━━━━━ Data shown ━━━━━

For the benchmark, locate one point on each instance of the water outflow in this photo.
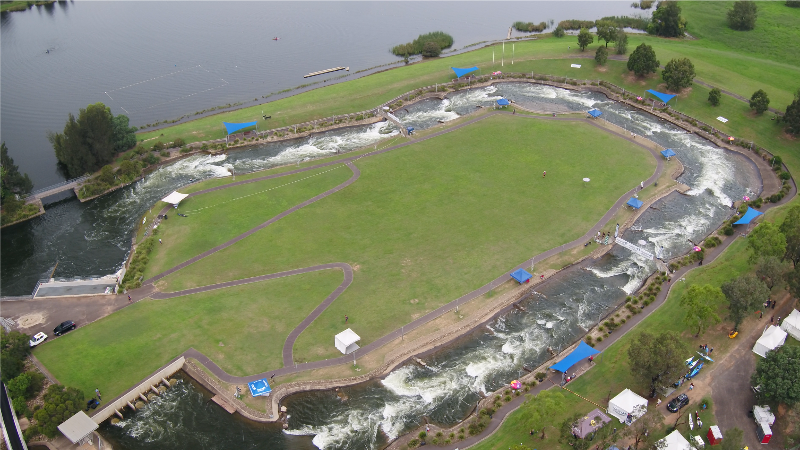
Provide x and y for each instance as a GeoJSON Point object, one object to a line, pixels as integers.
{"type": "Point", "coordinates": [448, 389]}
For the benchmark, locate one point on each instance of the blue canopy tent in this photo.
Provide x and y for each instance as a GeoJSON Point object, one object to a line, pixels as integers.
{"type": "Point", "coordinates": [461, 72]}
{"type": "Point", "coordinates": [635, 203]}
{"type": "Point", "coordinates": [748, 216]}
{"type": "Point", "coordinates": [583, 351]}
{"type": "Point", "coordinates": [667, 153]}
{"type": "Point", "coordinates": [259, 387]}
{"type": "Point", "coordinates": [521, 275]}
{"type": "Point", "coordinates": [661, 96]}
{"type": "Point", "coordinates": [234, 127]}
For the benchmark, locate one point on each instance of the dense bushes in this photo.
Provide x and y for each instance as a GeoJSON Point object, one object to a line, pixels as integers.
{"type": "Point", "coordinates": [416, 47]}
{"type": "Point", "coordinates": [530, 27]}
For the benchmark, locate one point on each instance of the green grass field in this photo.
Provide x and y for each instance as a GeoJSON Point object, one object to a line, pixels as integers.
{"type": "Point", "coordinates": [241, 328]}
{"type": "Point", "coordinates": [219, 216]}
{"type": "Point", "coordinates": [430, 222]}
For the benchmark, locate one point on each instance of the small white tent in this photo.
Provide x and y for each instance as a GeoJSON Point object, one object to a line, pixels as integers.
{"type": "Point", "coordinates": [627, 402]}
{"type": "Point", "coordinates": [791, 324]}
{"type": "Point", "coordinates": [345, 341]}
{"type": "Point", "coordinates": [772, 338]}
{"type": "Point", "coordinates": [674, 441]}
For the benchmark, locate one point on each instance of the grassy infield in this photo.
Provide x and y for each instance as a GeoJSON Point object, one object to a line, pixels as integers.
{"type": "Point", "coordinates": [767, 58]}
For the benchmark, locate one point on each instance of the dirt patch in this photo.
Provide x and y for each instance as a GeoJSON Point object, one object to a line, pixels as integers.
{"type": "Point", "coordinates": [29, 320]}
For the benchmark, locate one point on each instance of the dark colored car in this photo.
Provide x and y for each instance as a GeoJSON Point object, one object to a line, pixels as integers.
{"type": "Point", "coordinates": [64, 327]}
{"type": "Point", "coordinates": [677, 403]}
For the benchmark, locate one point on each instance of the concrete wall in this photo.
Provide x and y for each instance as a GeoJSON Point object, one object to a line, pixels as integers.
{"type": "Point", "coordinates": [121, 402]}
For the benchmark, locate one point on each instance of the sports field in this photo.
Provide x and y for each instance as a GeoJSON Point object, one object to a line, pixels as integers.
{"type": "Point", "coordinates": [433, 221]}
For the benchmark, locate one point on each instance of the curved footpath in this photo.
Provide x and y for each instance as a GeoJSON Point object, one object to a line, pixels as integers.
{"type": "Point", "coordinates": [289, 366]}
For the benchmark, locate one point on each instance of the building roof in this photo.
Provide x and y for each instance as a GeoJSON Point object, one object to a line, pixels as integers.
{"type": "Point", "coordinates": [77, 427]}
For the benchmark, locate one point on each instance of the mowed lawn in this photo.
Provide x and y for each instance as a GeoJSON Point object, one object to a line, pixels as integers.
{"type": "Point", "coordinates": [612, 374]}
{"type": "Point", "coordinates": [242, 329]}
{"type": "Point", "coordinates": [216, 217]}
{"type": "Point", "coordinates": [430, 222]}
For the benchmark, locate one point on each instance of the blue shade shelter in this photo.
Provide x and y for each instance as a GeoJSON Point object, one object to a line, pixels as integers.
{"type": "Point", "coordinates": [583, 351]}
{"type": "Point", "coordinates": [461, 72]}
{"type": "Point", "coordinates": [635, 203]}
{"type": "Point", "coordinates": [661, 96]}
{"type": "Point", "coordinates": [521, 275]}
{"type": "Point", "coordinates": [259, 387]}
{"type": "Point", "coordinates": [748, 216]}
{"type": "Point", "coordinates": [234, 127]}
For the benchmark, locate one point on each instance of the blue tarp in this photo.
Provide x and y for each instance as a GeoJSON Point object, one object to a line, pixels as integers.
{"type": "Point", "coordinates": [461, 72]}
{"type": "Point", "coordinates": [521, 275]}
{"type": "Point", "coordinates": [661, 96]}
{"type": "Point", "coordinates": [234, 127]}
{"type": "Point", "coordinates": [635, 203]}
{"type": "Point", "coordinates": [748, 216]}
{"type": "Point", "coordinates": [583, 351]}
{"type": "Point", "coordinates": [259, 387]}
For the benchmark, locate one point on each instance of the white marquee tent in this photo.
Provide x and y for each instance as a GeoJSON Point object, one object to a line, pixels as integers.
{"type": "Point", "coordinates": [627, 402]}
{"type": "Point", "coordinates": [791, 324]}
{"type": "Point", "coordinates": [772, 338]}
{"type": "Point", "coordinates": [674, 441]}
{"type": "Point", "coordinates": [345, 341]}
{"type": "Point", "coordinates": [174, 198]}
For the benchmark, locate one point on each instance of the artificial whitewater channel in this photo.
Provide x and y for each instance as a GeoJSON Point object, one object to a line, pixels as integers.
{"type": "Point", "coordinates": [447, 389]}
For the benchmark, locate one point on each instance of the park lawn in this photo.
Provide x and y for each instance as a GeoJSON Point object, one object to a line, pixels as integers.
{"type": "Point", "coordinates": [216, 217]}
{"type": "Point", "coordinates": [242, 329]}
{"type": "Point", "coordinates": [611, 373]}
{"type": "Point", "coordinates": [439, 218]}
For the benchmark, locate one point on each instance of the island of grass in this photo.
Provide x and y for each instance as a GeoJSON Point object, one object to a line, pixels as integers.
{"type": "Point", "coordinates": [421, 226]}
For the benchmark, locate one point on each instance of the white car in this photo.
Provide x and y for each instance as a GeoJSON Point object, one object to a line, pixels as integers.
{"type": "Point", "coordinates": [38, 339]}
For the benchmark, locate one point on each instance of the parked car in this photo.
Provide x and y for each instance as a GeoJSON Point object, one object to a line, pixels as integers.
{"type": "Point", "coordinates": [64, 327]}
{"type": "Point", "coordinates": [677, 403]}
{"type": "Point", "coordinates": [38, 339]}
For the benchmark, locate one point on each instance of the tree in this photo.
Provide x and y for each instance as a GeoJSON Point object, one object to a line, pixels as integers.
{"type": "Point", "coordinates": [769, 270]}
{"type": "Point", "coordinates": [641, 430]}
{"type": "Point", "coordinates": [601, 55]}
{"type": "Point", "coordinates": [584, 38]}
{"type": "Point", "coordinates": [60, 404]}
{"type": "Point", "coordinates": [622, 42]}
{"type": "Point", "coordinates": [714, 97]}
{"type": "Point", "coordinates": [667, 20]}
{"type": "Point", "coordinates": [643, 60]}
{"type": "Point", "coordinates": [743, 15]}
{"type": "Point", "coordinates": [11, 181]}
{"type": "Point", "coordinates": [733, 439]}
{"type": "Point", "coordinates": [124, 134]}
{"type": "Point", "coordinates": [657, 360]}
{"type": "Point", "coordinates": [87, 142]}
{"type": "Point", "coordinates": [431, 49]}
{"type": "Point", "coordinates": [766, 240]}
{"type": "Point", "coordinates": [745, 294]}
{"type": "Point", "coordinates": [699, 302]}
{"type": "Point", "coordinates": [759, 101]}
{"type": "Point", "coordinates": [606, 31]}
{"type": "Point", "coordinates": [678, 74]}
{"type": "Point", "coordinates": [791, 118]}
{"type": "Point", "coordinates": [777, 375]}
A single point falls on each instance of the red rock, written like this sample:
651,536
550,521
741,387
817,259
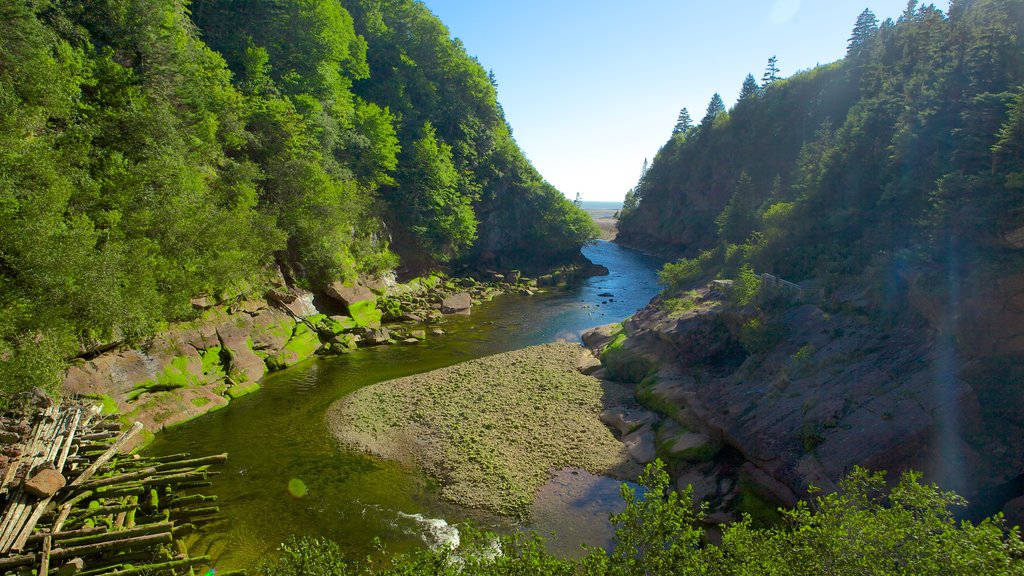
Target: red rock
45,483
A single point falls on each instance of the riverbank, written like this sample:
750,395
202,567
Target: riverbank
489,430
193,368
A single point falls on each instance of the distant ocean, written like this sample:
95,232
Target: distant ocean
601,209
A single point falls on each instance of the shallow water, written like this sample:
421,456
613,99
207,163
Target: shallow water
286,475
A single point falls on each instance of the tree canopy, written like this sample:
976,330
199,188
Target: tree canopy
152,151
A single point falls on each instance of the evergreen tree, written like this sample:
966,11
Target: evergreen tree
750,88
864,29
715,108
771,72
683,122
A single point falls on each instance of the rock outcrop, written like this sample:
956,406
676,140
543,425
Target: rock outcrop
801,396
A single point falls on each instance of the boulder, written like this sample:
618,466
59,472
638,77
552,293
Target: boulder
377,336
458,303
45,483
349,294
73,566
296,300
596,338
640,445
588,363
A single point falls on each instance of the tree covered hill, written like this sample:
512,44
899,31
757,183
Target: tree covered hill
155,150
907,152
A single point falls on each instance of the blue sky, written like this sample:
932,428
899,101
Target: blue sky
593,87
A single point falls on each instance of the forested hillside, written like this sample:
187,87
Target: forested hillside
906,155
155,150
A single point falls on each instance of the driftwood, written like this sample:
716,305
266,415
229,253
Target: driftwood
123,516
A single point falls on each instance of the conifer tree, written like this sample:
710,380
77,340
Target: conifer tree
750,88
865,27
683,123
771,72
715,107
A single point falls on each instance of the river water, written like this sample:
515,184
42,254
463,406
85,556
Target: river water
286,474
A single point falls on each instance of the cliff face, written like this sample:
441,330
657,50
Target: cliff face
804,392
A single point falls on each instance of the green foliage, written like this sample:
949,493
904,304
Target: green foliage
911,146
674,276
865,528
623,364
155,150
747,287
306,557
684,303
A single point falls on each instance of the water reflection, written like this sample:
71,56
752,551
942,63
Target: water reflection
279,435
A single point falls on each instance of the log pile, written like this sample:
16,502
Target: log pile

━━━━━
━━━━━ Data shown ━━━━━

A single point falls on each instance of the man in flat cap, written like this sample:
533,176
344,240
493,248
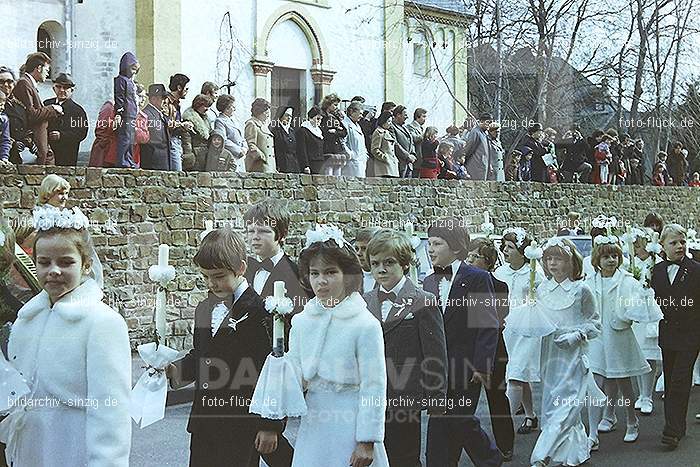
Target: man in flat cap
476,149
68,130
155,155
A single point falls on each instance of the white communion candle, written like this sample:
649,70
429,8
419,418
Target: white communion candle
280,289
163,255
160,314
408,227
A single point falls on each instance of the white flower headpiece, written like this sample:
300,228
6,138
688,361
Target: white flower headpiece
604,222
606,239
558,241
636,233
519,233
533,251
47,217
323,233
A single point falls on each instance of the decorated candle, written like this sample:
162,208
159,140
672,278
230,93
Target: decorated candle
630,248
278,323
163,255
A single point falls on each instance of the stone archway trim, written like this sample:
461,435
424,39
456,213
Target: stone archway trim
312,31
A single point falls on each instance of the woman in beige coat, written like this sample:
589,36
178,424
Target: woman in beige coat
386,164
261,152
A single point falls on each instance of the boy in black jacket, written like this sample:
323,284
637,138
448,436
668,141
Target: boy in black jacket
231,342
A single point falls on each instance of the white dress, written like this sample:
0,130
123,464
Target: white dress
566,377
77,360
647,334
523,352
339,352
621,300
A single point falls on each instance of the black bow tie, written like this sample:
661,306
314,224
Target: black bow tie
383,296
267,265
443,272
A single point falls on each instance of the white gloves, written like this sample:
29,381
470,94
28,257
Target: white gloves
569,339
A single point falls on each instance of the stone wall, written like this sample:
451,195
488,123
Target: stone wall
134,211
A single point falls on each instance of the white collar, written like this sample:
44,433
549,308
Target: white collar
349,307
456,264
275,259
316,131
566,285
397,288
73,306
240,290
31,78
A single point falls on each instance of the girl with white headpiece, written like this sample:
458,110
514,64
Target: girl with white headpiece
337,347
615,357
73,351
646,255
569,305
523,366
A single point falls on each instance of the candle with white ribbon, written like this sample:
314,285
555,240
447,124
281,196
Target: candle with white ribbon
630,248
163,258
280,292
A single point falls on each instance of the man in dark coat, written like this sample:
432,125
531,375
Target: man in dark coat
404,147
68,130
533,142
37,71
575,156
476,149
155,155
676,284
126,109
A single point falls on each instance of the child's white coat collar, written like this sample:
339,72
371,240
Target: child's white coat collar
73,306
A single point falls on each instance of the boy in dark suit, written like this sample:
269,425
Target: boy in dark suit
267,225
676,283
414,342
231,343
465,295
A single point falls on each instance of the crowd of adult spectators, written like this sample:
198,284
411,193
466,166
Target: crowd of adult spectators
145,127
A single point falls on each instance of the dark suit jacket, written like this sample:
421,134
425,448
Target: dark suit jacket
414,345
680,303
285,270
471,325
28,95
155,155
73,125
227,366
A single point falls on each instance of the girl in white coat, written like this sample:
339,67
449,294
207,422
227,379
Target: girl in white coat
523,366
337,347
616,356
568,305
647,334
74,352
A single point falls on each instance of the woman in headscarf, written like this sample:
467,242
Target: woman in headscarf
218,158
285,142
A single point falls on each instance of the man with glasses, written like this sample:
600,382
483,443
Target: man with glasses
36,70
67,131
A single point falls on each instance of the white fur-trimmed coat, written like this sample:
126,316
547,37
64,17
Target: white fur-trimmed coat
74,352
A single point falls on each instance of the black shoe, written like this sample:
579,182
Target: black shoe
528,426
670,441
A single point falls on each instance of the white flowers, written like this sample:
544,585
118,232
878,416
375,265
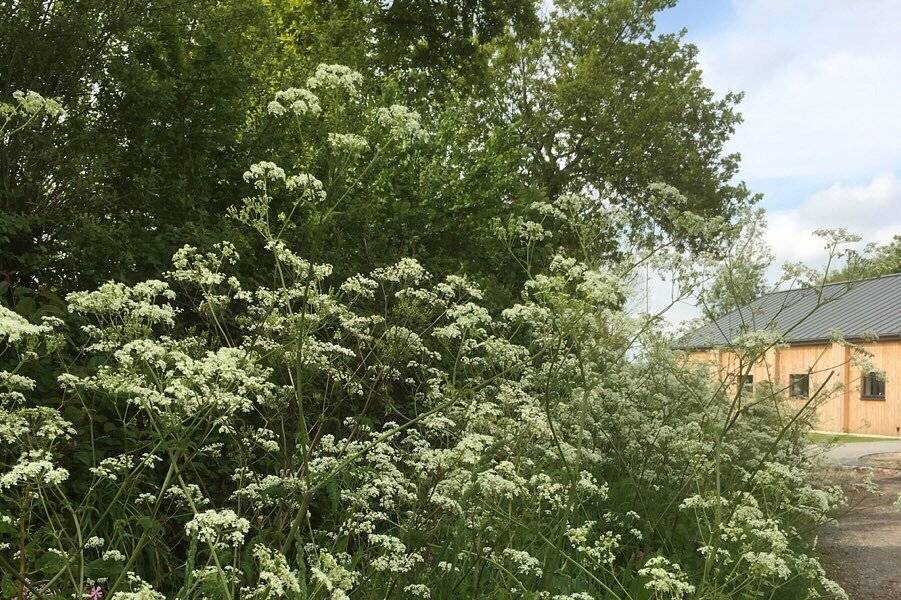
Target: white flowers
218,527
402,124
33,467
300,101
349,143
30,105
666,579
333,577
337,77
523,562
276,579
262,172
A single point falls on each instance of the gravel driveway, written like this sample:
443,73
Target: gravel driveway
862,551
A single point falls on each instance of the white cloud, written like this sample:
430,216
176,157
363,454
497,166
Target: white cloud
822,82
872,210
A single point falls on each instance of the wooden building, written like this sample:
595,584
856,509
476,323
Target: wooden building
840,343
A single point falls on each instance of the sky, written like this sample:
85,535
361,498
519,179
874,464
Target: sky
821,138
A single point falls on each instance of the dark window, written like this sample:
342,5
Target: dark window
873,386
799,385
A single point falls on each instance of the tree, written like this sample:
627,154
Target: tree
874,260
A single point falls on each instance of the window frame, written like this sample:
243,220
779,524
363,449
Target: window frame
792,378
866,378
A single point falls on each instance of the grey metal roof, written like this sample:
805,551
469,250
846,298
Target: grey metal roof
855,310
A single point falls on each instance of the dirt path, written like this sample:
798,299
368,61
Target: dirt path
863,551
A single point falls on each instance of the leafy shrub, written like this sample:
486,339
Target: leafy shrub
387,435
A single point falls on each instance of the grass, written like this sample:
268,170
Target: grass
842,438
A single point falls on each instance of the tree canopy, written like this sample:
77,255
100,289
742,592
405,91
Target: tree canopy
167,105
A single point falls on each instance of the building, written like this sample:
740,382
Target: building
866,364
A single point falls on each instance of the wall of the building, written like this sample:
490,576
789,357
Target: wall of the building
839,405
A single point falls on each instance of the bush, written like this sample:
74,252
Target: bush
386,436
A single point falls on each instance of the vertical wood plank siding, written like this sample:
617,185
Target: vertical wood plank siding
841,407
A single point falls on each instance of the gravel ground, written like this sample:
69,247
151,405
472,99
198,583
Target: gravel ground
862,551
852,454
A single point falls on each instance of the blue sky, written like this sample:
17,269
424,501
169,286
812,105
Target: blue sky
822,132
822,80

━━━━━

Which lines of the source records contain the string "roof"? Return each of them, and treat case as significant.

For the benchmark, locate one point on each instance of the building roof in this photo.
A single point falls on each instance of the grey metal roof, written like this sample:
Target: grey metal roof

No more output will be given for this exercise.